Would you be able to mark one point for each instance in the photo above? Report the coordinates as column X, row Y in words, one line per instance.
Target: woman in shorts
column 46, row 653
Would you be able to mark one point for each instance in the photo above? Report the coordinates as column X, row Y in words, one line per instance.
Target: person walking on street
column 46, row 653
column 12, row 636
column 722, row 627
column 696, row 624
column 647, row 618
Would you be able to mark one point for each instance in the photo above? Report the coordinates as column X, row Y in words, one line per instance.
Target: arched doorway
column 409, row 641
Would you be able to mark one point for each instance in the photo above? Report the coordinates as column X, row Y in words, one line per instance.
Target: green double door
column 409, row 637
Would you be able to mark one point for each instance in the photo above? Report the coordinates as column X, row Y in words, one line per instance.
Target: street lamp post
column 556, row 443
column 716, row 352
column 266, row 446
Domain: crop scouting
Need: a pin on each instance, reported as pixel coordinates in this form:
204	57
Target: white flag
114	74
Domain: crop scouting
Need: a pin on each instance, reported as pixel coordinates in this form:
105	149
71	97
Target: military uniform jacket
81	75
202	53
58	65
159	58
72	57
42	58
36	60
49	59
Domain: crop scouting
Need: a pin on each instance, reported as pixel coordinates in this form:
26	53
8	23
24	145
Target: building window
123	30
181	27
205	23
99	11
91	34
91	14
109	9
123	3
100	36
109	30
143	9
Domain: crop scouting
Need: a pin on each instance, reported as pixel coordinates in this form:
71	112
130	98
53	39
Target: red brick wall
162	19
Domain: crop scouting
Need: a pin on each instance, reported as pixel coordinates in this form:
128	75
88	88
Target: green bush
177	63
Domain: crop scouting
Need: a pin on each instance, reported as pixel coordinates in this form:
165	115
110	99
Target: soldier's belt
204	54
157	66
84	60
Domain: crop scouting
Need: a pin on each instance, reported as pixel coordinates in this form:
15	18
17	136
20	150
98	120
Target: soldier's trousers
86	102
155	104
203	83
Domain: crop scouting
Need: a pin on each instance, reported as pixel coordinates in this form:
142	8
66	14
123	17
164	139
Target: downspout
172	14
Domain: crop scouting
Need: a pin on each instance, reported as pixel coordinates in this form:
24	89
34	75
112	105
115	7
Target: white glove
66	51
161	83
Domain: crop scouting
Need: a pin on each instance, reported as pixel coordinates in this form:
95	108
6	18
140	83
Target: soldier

========================

- **Short problem**:
Revise all of the items above, replacing every occurrence of "crop scouting" with "urban survey" and leaving everything else unchanged.

- **Reply to the exercise**:
Would you be able to mark one point for each instance in the photo above? Report the coordinates as column X, row Y in words, one line per instance.
Target: woman in shorts
column 46, row 653
Would you be able to mark one point for each instance in the photo above? Report the coordinates as column X, row Y in words, one line per instance.
Target: person walking on street
column 46, row 653
column 12, row 636
column 722, row 627
column 696, row 624
column 647, row 618
Would you be able to mark one point for each instance in the photo above? Report the coordinates as column X, row Y in words, one line per instance.
Target: arched doorway
column 409, row 641
Would you be able to mark one point for each instance in the photo above? Report the coordinates as column X, row Y in words, one line per instance.
Target: green double door
column 409, row 637
Would you be able to mark one point for each instance in the photo above? Report the coordinates as column X, row Y in words, one line per instance.
Target: street lamp post
column 556, row 443
column 716, row 352
column 266, row 446
Domain: urban survey
Need: a pin on each instance, reported as pixel coordinates in this form:
204	57
Target: white flag
114	74
Domain: urban survey
Need: a pin on each instance, reported as pixel coordinates in this form:
105	149
71	97
Target: military uniform jacket
81	75
202	53
58	65
159	58
72	57
42	58
36	60
49	59
Domain: urban survey
Need: a pin on each instance, reported as pixel coordinates in this form:
26	53
8	23
24	145
Target: building window
123	30
181	27
205	23
99	11
91	34
91	14
109	9
123	3
100	36
109	30
143	9
Domain: urban survey
Need: a pin on each instance, reported as pixel coordinates in this form:
71	112
130	98
53	39
Target: red brick wall
162	19
Domain: urban survey
Need: a pin on each instance, reported as pixel coordinates in this form:
128	75
88	88
Target: green bush
177	63
Domain: urban survey
Need: a pin on each instance, reported as pixel coordinates in this form:
165	115
110	99
Target: soldier's belt
204	54
157	66
84	60
Domain: urban survey
Need: a pin on each instance, reported as pixel coordinates in this form:
15	18
17	136
20	150
98	120
Target: soldier's trousers
86	102
155	104
203	83
Domain: urban survey
Need: a pin on each instance, reported as pixel coordinates in this form:
142	8
66	14
123	17
164	139
Target: downspout
172	14
Domain: urban survey
Need: a pin on each instance, reported as pixel coordinates in this form:
24	89
34	75
112	105
115	7
Target: white glove
66	51
161	83
Domain: urban survey
Need: a pin on each instance, reported as pixel coordinates in this form:
95	108
6	18
140	83
Target: soldier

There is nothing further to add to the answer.